I would say the figure in the brooch is definitely a bust. One can see the throat and the head and the upper torso clearly defined.
II. Crest. On a Wreath, the Bust of a Man side-faced, couped Proper; with a long cap, Gules, thereon a Catherine-Wheel. This crest belonged to the family of Robsart, and was given in honour of the memory of Sir John Robsart, Knight of the Garter, for his eminent services against the Saracens. (The British Plutarch, or Biographical Entertainer: Being a Select Collection of the Lives at Large of the Most Eminent Men, Natives of Great Britain ... To George II)
Another description mentions the bust of a saracen profile, 'ducally crowed'. (The Peerage Of The Nobility Of England, Scotland, And Ireland: Containing Their Titles, Date Of Their Creations, Arms, Crests, ... Together With Their ... Titles. And An Account Of The Kings) I am, however, inclined to believe that the gold surrounding the bust is perhaps not a crown, ducal of otherwise, but is one of the colours of the Robsart crest, Gules and Or. These are tinctures in heraldry which stand for red and gold. The brooch surrounding the cameo does appear to be done in red and gold.
Yet another source refers the Garter plate of Sir Lewis Robsart, 'a soldan's head crowned, and with a pointed cap issuing from the crown'. (A Complete Guide to Heraldry)
Sir Reynold Cobham, Knight – The Stall Plates of the Knights of the Order of the Garter, 1348-1485 (1901) Plate XXXII: "Now in the eighteenth stall, on the north side of the chapel. A quadrangular plate of gilt copper, with dagged edges, on which are represented the arms, gules on a chevron gold three estoiles sable, with silver helm garnished gold with a black mantling lined with red, and crest, a soldan's head with a gold wreath"

Information given
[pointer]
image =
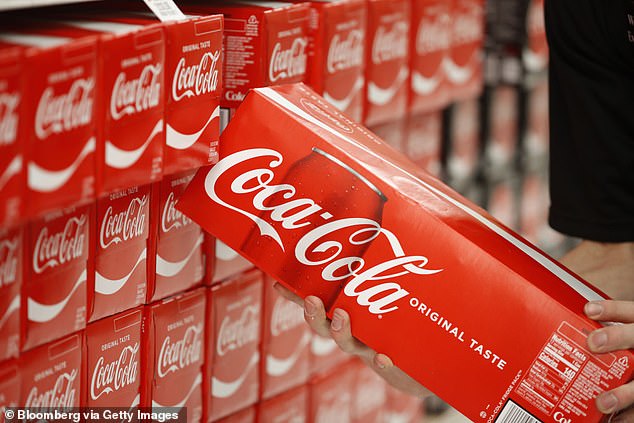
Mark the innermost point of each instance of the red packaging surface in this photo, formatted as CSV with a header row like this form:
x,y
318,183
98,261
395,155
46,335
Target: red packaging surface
x,y
463,66
59,118
12,135
369,399
423,139
336,53
288,407
121,236
429,46
535,55
331,396
401,407
178,262
387,60
9,386
192,111
51,375
435,265
233,356
11,267
131,115
173,345
265,43
286,340
53,299
112,361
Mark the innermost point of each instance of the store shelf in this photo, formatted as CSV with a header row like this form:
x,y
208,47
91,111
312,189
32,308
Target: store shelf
x,y
24,4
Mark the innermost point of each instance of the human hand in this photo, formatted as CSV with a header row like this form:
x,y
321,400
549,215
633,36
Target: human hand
x,y
339,330
613,338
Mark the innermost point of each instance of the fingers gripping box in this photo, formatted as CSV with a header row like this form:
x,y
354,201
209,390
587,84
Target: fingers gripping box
x,y
53,299
51,375
400,252
112,361
233,357
173,345
121,234
11,268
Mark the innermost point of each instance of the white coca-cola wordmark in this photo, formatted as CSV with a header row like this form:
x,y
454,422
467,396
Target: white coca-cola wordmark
x,y
123,226
347,53
9,117
234,334
390,44
61,113
52,250
173,218
197,79
290,62
110,377
8,261
136,95
286,316
175,356
324,237
61,395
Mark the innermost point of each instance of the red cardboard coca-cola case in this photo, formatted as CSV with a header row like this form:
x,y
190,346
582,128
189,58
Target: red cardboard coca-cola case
x,y
288,407
286,340
336,53
53,299
463,65
59,115
369,399
112,363
233,357
12,135
51,375
265,43
387,61
429,47
178,262
403,254
121,232
173,344
423,141
9,386
131,114
331,396
11,268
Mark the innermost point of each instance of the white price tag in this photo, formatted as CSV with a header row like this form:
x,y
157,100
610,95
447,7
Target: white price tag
x,y
165,10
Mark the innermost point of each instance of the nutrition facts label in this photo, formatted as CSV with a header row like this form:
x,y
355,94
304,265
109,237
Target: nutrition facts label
x,y
565,376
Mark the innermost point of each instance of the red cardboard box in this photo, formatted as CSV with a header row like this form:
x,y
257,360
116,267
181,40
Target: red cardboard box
x,y
265,43
463,66
387,61
336,53
59,116
178,262
9,386
112,363
12,135
11,267
121,233
51,375
288,407
403,254
429,46
233,356
53,299
173,345
286,340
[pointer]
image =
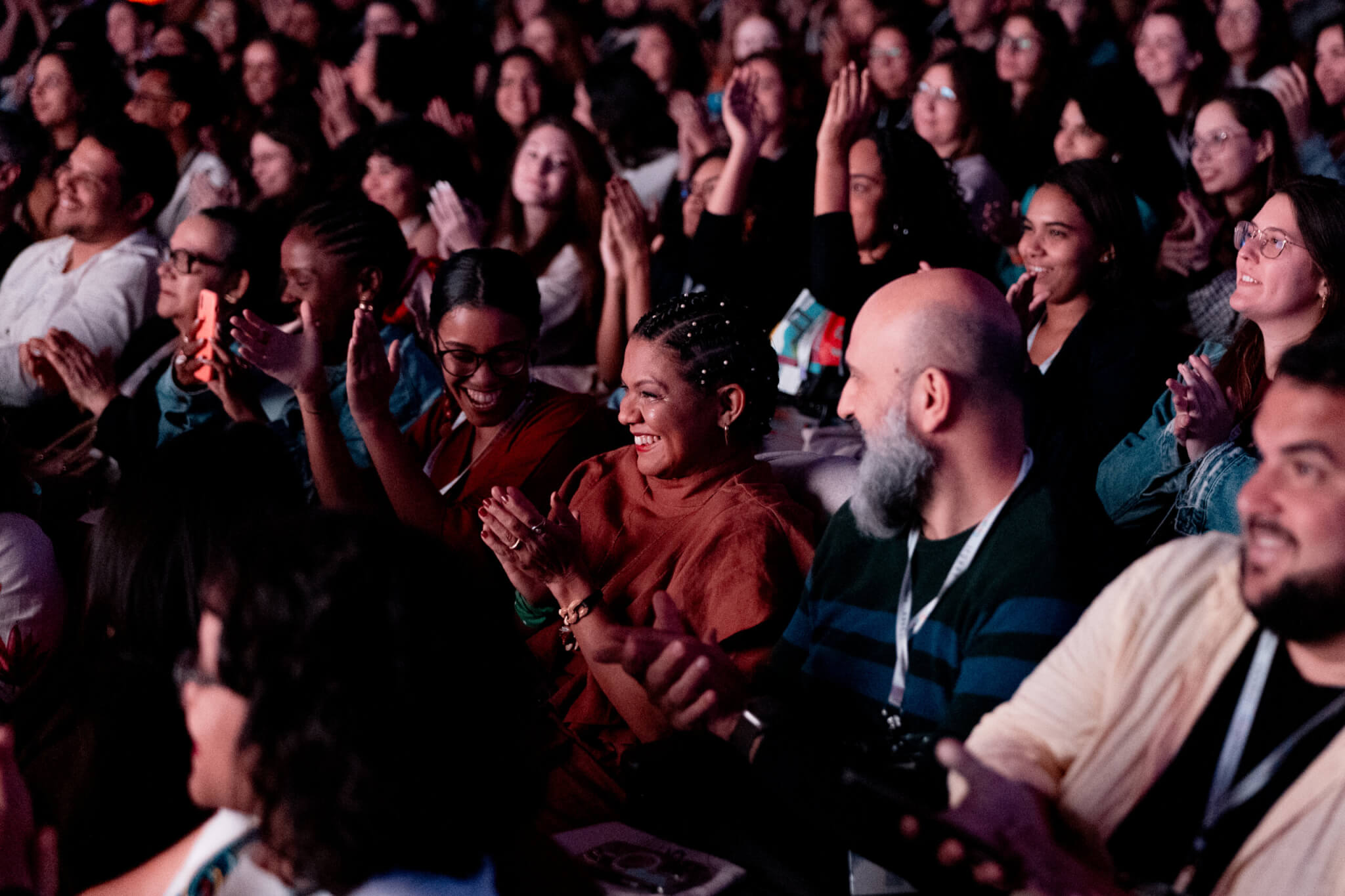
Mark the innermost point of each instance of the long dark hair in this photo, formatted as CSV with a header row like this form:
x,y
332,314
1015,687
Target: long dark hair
x,y
362,763
1320,211
1110,209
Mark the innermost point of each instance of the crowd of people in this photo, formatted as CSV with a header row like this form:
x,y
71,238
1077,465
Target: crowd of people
x,y
891,446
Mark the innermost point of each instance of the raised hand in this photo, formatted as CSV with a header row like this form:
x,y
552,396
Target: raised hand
x,y
1204,410
460,127
1026,301
1289,85
459,223
294,359
741,112
88,378
849,109
370,373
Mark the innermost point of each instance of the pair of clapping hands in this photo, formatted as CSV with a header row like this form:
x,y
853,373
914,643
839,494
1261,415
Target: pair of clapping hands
x,y
694,683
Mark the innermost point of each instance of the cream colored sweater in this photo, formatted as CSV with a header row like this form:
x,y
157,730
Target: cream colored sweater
x,y
1097,723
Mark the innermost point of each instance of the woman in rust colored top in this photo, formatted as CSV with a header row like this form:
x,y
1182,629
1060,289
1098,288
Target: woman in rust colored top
x,y
493,426
685,509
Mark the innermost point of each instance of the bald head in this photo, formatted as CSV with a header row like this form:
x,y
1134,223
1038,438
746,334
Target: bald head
x,y
947,319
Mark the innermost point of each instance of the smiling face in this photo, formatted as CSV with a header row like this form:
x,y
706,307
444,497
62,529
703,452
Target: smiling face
x,y
391,186
519,93
676,425
544,172
1293,508
1224,155
1278,289
937,117
889,62
1019,51
272,165
179,295
485,395
1162,56
215,717
53,96
1057,244
261,73
1331,65
313,274
655,55
1076,140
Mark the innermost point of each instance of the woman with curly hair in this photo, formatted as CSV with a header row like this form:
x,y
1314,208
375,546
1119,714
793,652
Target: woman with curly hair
x,y
686,509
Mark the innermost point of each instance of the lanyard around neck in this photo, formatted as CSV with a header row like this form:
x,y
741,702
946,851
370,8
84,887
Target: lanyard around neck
x,y
1224,794
907,628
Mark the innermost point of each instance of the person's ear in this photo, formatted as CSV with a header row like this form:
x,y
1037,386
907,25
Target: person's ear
x,y
931,400
732,400
1265,147
238,289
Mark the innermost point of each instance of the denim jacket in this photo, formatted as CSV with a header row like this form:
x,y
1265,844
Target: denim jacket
x,y
417,387
1143,482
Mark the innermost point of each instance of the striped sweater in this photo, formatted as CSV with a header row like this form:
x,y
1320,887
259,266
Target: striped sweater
x,y
1036,571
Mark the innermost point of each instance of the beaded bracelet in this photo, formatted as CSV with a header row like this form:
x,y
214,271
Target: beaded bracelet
x,y
535,617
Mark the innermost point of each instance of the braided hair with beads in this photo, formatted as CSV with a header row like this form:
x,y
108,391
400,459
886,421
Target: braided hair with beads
x,y
365,237
718,345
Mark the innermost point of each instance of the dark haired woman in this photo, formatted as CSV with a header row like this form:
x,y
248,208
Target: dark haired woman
x,y
625,110
1091,331
1241,152
1033,60
101,739
686,509
1181,472
957,110
340,255
213,250
493,426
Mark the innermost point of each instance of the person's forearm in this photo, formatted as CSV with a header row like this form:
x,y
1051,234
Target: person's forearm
x,y
612,331
335,473
731,192
831,188
414,499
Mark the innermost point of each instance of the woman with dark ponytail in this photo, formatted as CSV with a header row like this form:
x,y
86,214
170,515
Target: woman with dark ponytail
x,y
686,511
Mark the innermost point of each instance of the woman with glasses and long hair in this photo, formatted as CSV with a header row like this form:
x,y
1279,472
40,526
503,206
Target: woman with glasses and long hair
x,y
1241,152
1181,472
493,426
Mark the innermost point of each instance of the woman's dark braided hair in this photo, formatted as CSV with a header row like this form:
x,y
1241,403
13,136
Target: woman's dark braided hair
x,y
365,237
718,344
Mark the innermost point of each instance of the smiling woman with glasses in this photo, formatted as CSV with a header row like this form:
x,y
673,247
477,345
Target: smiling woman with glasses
x,y
1180,475
493,426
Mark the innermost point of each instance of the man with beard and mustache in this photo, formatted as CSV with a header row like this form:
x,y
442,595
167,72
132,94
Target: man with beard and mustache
x,y
100,278
1189,726
1002,566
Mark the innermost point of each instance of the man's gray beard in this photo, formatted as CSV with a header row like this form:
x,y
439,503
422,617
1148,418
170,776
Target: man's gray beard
x,y
892,479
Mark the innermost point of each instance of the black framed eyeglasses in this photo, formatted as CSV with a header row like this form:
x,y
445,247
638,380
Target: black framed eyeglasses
x,y
186,263
1270,244
505,360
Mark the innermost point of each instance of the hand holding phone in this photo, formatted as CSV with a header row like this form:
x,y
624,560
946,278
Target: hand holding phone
x,y
208,310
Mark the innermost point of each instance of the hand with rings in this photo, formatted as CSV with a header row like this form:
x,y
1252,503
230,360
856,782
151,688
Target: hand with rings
x,y
540,550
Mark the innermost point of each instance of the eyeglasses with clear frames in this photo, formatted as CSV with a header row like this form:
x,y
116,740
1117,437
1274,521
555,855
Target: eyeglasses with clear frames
x,y
1270,244
939,93
503,362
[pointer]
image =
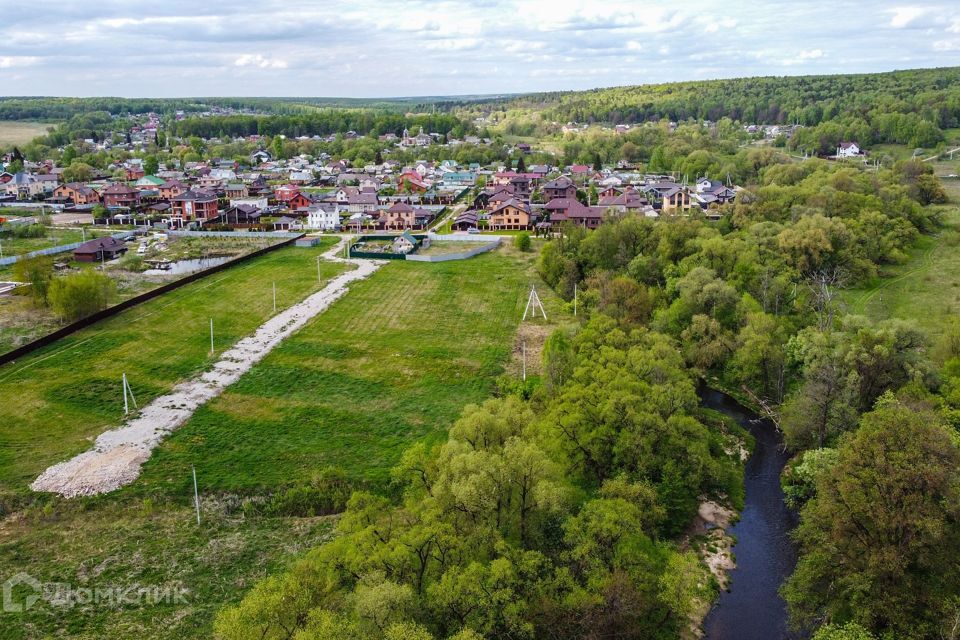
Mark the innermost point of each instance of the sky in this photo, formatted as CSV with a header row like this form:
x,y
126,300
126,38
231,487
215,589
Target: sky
x,y
382,48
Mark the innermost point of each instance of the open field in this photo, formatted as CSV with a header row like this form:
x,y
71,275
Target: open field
x,y
69,392
21,320
927,288
445,247
392,362
21,131
54,236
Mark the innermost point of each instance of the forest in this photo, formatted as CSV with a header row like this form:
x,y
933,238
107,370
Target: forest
x,y
557,509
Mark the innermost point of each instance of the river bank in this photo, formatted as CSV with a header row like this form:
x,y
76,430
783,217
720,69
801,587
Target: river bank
x,y
750,606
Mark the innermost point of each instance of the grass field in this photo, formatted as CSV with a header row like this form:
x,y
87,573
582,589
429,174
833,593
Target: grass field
x,y
60,397
392,362
21,132
54,237
926,289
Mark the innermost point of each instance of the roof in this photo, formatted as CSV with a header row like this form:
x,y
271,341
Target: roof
x,y
563,182
194,195
117,189
106,243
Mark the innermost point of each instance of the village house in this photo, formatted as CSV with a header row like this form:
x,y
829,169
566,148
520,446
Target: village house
x,y
120,195
562,210
511,214
848,150
561,187
99,249
363,202
242,215
236,190
23,186
465,221
324,217
170,189
192,205
672,196
78,193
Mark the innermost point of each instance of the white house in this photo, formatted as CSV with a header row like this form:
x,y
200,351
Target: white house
x,y
327,219
848,150
259,203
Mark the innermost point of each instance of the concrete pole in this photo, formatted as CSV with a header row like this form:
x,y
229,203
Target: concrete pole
x,y
196,493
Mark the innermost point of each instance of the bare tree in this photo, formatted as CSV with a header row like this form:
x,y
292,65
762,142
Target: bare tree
x,y
824,286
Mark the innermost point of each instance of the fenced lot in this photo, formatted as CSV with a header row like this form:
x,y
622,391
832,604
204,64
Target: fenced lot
x,y
391,363
67,392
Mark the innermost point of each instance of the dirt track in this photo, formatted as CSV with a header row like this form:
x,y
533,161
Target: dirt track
x,y
118,454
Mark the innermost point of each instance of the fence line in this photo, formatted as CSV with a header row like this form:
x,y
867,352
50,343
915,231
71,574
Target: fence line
x,y
50,251
63,332
463,255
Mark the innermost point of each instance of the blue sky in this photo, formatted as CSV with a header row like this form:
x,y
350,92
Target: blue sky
x,y
368,48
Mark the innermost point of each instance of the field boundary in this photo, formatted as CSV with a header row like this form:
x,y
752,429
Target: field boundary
x,y
462,255
50,251
62,332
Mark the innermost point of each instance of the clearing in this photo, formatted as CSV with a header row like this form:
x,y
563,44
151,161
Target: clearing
x,y
67,393
22,131
392,362
926,289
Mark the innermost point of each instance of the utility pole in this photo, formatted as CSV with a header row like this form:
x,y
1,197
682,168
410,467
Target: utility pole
x,y
128,396
196,494
524,348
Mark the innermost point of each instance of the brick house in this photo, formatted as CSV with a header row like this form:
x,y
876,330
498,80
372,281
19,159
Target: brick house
x,y
561,187
120,195
193,205
171,189
78,193
511,214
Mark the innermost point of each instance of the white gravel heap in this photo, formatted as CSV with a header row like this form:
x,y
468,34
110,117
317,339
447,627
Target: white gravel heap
x,y
118,454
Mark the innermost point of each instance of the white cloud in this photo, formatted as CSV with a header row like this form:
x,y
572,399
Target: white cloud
x,y
257,60
9,62
903,16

Task to complete
In the passage on the brooch and the Robsart crest, what colors do the heraldic tinctures Gules and Or stand for?

Response
Red and gold.